**GIVEN EXERCISE:** Rescale these rows by writing them all out again with the requests included. Multiply every x and y coordinate in the answers by 2 and round to whole numbers with halves rounding up, but keep the request numbers and format samples unchanged and leave out the pictures.
+++
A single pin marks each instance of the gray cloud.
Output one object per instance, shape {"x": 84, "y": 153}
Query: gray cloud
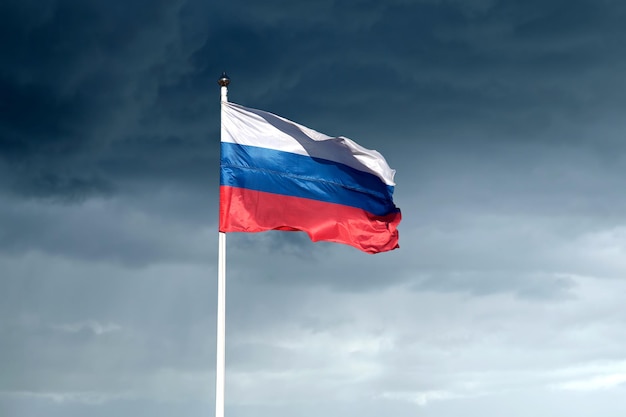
{"x": 502, "y": 118}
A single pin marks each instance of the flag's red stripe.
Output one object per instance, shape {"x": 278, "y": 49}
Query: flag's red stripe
{"x": 243, "y": 210}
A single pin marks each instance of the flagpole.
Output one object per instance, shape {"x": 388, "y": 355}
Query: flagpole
+++
**REPLY:**
A single pin marks each instance of the gray cloud.
Output one object per instance, shape {"x": 84, "y": 153}
Query: gray cloud
{"x": 1004, "y": 236}
A single pin marks each instance of the flag's red stripe.
Output one object per instance, shape {"x": 278, "y": 49}
Query: flag's red stripe
{"x": 486, "y": 420}
A single pin marks each instance of the flagpole.
Output one object per instance, shape {"x": 388, "y": 355}
Query: flagpole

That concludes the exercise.